▶ _THINGS TO DO_:
1. Do the following statements agree with the market update? Answer yes or no for each, and quote the words from the market update that decide it.
(a) Spot gold finished the week up 0.68%.
(b) US crude's drop for the week was its sharpest weekly drop in a year.
(c) EUR/USD climbed to a two-week high last Friday.
2. Using the market update, answer each question on its own line:
(a) For how many consecutive sessions did US Treasury yields fall?
(b) At what time is the EU CPI Flash for May scheduled on June 2nd?
(c) Which two support levels are given?
3. Write the next part of the market update, starting after its final sentence.

▶ _TEXT BLOCK_:

********

US Treasury yields fell for a fourth consecutive session, and the US dollar recorded a weekly loss against major
currencies. As investors awaited updates on the extension of the Iran ceasefire, spot gold rallied 1% last Friday,
finishing the week up 0.68%. Meanwhile, crude oil prices slumped to their lowest levels since late April, with US
crude plunging more than 9% for the week, marking its sharpest weekly drop in six weeks.
Key Events Today:
- 08:30 JP Manufacturing PMI Final MAY **
09:45 CN Manufacturing PMI MAY *
- 14:00 EU GERMANY Retail Sales MoM APR **
- 15:55 EU GERMANY Manufacturing PMI Final MAY **
- 16:00 EU Manufacturing PMI Final MAY **
- 16:30 GB Manufacturing PMI Final MAY **
- 17:00 EU Unemployment Rate APR **
- 21:45 US Manufacturing PMI Final MAY ***
- 22:00 US ISM Manufacturing PMI MAY ***
June 2nd
- 17:00 EU CPI Flash MAY ***
Markets Analysis 01/06/2026

- Resistance: 1.1682 / 1.1707
- Support: 1.1626 / 1.1601
Market Update: Driven by further selling pressure on the US dollar, EUR/USD climbed to a two-week high last Friday,
approaching 1.1680, amid widespread market expectations of an imminent US-Iran agreement. Intraday focus shifts to
manufacturing PMIs from Europe and the US, as well as Eurozone unemployment data, for further direction.

********

▶ _SUPPLIED MATERIAL_:
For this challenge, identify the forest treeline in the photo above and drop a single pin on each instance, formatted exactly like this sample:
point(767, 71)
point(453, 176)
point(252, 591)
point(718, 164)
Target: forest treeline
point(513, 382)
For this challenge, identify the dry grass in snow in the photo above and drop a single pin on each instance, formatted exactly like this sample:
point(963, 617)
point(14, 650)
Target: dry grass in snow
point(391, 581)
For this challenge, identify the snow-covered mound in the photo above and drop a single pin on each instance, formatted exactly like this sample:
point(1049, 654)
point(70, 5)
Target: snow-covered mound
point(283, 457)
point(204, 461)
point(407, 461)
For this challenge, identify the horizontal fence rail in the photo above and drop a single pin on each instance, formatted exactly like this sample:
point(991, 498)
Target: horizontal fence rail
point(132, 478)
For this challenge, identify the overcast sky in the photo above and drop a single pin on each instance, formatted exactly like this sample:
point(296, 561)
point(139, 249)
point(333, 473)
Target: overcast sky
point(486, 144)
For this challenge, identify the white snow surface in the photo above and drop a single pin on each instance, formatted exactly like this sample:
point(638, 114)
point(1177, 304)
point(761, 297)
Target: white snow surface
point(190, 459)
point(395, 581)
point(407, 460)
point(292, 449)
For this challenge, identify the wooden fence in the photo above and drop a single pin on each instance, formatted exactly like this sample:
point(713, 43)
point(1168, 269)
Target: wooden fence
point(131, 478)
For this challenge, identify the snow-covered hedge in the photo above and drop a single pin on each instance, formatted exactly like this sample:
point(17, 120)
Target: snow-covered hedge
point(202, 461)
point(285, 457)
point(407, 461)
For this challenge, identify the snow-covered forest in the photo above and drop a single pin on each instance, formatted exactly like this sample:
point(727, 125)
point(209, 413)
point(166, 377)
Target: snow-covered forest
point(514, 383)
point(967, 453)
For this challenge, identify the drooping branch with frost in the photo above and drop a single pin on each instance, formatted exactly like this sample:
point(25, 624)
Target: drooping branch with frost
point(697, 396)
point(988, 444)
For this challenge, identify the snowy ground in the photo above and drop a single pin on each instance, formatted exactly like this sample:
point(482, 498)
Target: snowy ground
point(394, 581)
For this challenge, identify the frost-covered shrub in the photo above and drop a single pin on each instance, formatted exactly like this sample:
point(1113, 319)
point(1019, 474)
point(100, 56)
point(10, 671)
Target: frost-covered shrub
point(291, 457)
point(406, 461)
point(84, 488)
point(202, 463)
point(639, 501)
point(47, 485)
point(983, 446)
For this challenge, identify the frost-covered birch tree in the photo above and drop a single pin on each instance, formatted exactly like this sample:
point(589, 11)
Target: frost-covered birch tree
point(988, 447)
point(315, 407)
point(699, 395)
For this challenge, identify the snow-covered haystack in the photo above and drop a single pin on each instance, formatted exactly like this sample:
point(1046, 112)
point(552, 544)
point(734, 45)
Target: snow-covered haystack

********

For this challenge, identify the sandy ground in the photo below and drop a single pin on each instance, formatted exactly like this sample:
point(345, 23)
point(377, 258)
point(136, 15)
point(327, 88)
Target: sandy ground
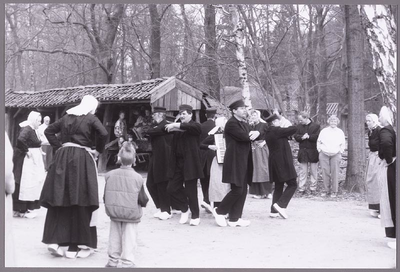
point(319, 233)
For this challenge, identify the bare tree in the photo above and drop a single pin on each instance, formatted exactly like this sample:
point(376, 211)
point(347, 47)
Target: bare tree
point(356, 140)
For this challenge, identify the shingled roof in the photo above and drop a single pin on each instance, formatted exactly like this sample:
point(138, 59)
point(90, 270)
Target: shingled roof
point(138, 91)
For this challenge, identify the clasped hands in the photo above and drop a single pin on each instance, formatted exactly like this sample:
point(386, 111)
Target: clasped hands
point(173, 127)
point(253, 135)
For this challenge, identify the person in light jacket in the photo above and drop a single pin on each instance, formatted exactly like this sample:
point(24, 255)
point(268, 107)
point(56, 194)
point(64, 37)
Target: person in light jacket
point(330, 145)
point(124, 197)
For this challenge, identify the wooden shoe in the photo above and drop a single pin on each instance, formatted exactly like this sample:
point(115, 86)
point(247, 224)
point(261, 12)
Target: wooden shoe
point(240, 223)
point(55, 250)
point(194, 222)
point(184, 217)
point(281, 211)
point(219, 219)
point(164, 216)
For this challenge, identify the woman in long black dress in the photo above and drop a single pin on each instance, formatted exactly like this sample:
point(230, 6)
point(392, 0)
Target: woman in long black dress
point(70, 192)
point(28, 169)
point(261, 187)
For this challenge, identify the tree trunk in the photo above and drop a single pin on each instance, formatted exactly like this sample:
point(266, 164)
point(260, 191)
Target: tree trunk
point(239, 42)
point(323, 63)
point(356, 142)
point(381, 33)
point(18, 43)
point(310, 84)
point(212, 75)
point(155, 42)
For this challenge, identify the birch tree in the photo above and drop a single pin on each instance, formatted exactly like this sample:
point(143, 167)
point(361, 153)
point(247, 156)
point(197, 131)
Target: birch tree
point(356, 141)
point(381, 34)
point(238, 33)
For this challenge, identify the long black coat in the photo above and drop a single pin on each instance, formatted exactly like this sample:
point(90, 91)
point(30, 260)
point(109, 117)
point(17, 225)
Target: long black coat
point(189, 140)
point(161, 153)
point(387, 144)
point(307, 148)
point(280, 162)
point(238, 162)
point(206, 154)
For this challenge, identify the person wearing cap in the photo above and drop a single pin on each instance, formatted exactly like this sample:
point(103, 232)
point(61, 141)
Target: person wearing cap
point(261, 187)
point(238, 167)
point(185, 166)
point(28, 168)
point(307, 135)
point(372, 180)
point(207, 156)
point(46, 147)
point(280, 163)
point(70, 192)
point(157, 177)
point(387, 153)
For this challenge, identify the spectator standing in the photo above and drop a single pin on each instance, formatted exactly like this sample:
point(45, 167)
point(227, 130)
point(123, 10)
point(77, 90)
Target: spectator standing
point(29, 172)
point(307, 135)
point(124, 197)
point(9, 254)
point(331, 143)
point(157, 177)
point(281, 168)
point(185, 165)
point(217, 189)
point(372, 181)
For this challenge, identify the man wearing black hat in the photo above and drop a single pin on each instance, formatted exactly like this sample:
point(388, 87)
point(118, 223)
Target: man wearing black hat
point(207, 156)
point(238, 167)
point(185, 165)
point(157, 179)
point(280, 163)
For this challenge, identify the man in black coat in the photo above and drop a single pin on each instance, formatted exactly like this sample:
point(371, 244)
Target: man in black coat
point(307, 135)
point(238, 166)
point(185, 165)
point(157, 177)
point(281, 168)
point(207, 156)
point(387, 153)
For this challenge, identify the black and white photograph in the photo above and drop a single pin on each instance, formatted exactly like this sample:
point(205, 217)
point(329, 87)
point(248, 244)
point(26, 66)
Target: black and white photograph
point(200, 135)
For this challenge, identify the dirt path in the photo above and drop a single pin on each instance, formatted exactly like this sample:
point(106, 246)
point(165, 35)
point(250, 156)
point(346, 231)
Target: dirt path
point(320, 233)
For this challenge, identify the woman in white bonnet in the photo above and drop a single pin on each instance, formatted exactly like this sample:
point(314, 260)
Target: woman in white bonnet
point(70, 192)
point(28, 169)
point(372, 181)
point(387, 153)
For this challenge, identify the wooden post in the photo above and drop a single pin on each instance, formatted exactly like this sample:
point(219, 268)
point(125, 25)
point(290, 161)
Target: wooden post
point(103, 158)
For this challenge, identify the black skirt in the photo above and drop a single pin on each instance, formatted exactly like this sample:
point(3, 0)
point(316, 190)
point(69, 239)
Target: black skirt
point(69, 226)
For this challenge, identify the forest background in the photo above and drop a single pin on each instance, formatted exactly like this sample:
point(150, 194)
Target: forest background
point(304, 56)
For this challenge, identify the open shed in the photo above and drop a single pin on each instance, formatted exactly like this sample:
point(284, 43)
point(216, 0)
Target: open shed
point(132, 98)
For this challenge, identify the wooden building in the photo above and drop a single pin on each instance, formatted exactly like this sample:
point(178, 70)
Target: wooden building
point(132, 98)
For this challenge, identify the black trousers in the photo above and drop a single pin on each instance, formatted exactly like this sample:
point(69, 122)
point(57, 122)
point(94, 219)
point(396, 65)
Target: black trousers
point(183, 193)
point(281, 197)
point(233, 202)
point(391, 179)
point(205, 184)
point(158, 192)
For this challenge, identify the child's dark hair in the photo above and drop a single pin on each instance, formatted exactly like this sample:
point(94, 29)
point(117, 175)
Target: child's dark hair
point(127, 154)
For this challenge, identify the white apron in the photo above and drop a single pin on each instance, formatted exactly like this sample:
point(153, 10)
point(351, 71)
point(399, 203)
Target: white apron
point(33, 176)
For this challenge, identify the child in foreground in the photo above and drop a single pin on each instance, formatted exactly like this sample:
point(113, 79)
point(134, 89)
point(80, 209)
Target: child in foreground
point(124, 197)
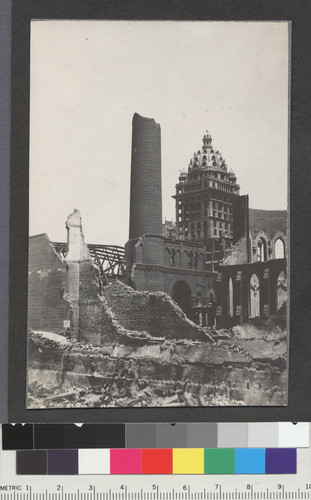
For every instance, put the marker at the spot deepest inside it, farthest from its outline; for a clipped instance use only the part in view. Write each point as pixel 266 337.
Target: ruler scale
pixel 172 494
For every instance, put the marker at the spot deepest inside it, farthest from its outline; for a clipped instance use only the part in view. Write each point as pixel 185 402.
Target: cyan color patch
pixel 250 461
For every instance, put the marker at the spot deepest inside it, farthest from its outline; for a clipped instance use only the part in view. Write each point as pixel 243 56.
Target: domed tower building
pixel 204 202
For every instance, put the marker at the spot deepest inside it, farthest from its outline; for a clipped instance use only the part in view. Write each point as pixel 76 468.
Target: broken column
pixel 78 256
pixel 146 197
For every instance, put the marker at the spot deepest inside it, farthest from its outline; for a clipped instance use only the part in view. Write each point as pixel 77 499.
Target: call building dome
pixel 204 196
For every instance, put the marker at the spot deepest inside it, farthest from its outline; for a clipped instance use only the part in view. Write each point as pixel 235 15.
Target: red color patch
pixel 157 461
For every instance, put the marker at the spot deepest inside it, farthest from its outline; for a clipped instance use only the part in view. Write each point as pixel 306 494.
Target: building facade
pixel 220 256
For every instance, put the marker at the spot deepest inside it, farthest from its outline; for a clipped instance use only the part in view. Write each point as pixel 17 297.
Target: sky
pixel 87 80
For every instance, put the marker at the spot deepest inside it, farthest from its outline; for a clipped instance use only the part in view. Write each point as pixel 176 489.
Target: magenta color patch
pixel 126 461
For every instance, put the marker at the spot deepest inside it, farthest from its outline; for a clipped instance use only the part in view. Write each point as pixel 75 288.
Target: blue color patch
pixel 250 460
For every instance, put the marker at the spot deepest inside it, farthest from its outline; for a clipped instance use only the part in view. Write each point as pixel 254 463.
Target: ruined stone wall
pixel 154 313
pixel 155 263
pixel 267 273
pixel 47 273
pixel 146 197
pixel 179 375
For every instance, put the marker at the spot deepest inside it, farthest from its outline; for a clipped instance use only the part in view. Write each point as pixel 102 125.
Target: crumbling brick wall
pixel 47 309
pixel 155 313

********

▶ _EXERCISE RESPONSES_:
1.
(a) Yes: "finishing the week up 0.68%"
(b) No: "marking its sharpest weekly drop in six weeks"
(c) Yes: "EUR/USD climbed to a two-week high last Friday"

2.
(a) Four
(b) 17:00
(c) 1.1626 and 1.1601

3.
Analyst View: Although EUR/USD reached a two-week high, its rally stalled just above the 20-day
moving average (MA), suggesting that bulls still lack the momentum to trigger a breakout. For now, the pair is
expected to consolidate between the 10-day and 20-day MAs, awaiting further fundamental catalysts for a decisive
breakout.
Bias: Range-bound consolidation

- Resistance: 1.3522 / 1.3564
- Support: 1.3386 / 1.3343
Market Update: Bank of England Governor Andrew Bailey said it is reasonable to tolerate inflation above the bank’s 2%
target, given lingering economic uncertainty stemming from the Iran war and fragile growth momentum. GBP/USD rose to a
three-day high last Friday, reflecting further improvements in the geopolitical landscape.
Analyst View: GBP/USD failed to extend its two-day rebound this morning. With the 20-day MA acting
as a key resistance level throughout last week, the short-term bias remains bearish as long as the pair trades below
this level. A break below the 10-day MA would threaten the 1.3400 level.
Analyst View:
Bias: Short-term bearish

- Resistance: 159.73 / 160.08
- Support: 159.06 / 158.62
Market Update: Data showed that Japanese authorities deployed a total of 11.7 trillion yen to intervene in the FX
market over the past month. Meanwhile, Japanese corporate capital expenditure stagnated in the first quarter,
compounding economic worries triggered by the Middle East conflict. USD/JPY gained at the start of the new week.
Analyst View: USD/JPY gapped higher this morning, with an opportunity to test last week’s high of
159.65. However, with intervention fears keeping markets cautious, the exchange rate is expected to remain
range-bound.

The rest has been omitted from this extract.